--- Text shown ---
# Damnation Fest Presents DEATHFEST: The Second Coming



## damnationfest (Jan 17, 2010)

Mexican extreme metallers BRUJERIA and New York death veterans IMMOLATION will headline 'Deathfest - The Second Coming'.

Fans can also expect a rare live appearance from Brummie grind/black/punk purveyors FUKPIG, northern death metallers DAWN OF CHAOS, and the heavy doom of VOLITION, as well as 11 other bands across two stages at the Damnation Festival backed event in Leeds University Union, Bank Holiday Sunday, May 2.

And in a bid to beat the financial gloom, tickets for the all-day festival will be priced at an unrivalled £10 until the end of January.

Deathfest director Gavin McInally said: "It's a great double coup landing both Brujeria and Immolation to headline our second Deathfest and we're sure they'll provide a suitable soundtrack to the chaos which will undoubtedly unfold in Leeds this May.

"Putting festival tickets on sale for less than most gigs is a first class lesson in financial suicide, but it's important that money, or the lack of it, isn't a reason to stop fans getting along to Deathfest and if we can pack the venue again, it'll be a gamble worth taking.

"Similar to last year, we'll have a main stage, again sponsored by Terrorizer magazine, which will be dominated by death metal from home and abroad.

"And to break the tempo up and offer a little diversity over the course of the day, we'll have a selection of doom, black, grind and filthy noise on the second PHD Stage.

"So grab a ticket while they're dirt cheap, grab a hotel room while they're dirt cheap and come along for a first class day of extreme metal!"

Tickets are on sale now priced at £10 until 9am, Monday 1st February, and £19.50 thereafter, from home - leedstickets.com - tickets for leeds university union , Concert Tickets, Gig, Theatre, Sport and Festival Tickets | Ticketline and See Mobile

For more information visit: :: DEATHFEST 2010 :: or Deathfest on MySpace Music - Free Streaming MP3s, Pictures & Music Downloads


----------



## damnationfest (Feb 1, 2010)

ITALIAN death metal quartet HOUR OF PENANCE head up the latest additions to DEATHFEST -The Second Coming.

They'll be joined on the Terrorizer Stage by London's INFESTATION while doom titans RAMESSES and the crushing sludge of PALEHORSE will lower the tone of the PHD Stage.

Brujeria, Immolation, Fukpig, Dawn of Chaos and Volition are already confirmed for the two-stage event which will be hosted at Leeds University Union, on Bank Holiday Sunday, May 2.

Festival director Gavin McInally, said: "Hundreds of tickets have already gone and we're delighted to be able to repay that early support by adding another four top quality extreme metal acts.

"As promised, Deathfest - The Second Coming, will have a stunning bill of death metal on our Terrorizer Stage with the PHD Stage offering an alternative of filthy sludge, doom and unsavoury noise.

--- List of tasks ---
1: Translate this sentence from the Deathfest announcement into Spanish: "And in a bid to beat the financial gloom, tickets for the all-day festival will be priced at an unrivalled £10 until the end of January."
2: State how many lines of the rows below contain the word "takes". Reply with the number alone.

--- Task material ---
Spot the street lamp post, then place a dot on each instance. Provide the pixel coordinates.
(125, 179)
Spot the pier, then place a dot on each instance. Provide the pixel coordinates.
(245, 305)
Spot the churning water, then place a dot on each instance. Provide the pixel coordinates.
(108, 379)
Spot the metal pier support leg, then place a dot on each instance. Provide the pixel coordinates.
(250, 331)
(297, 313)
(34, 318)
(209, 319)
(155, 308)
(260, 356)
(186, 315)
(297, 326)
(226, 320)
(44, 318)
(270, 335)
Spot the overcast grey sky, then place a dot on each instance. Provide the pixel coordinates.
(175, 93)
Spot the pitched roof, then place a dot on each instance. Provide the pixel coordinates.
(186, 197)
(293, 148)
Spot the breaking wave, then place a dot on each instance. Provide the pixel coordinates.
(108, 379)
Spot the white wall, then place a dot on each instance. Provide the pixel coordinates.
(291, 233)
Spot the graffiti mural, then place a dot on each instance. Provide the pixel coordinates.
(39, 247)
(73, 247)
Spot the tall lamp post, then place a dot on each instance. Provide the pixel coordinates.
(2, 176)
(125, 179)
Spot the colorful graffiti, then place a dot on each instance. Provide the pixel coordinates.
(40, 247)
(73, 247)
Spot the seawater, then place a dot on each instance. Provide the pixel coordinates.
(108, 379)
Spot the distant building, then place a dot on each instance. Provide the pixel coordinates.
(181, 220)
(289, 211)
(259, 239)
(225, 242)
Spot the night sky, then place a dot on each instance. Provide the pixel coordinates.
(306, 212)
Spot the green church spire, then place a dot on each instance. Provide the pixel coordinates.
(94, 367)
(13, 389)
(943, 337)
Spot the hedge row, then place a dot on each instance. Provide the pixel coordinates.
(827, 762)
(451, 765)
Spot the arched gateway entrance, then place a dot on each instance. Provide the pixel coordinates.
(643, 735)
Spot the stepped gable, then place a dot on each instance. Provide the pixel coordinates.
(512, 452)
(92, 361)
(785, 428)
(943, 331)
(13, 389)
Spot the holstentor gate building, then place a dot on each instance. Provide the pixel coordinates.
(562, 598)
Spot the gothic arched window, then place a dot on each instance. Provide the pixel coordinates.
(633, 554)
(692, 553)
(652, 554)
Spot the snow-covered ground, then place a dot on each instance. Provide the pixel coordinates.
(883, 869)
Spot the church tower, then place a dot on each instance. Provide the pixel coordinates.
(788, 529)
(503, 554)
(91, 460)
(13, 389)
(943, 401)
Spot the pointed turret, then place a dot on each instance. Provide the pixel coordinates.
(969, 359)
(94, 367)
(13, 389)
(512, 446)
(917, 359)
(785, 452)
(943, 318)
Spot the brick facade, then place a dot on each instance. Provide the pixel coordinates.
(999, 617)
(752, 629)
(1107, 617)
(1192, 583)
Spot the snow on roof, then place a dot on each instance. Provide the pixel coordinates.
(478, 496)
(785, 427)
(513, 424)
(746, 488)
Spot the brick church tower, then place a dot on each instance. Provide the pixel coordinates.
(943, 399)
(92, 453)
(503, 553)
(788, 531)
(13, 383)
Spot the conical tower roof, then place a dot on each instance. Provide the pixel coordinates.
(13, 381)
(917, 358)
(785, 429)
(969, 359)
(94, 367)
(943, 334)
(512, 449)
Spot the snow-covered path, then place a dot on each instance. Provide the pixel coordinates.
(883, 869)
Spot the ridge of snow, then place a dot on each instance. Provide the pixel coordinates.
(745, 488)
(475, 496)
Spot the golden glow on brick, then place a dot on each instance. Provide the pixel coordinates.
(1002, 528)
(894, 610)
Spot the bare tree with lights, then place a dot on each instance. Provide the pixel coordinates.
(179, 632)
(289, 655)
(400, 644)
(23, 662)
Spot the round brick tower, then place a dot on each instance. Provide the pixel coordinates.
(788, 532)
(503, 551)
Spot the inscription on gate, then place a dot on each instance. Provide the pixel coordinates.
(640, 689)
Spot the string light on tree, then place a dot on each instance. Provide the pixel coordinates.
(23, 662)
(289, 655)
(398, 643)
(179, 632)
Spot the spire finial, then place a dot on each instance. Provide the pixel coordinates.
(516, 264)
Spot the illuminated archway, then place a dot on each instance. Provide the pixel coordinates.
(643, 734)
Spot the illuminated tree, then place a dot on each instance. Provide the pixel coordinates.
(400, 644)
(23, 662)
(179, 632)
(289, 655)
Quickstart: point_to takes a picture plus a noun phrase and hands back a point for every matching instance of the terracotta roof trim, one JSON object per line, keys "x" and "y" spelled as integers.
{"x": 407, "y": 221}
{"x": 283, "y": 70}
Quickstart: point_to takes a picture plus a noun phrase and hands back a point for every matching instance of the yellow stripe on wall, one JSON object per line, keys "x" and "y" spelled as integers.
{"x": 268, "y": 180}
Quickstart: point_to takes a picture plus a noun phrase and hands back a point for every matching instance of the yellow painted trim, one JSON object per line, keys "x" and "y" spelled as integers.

--- Exercise answers ---
1: Y, en un intento por combatir el pesimismo económico, las entradas para el festival de todo el día tendrán un precio inigualable de 10 £ hasta finales de enero.

2: 3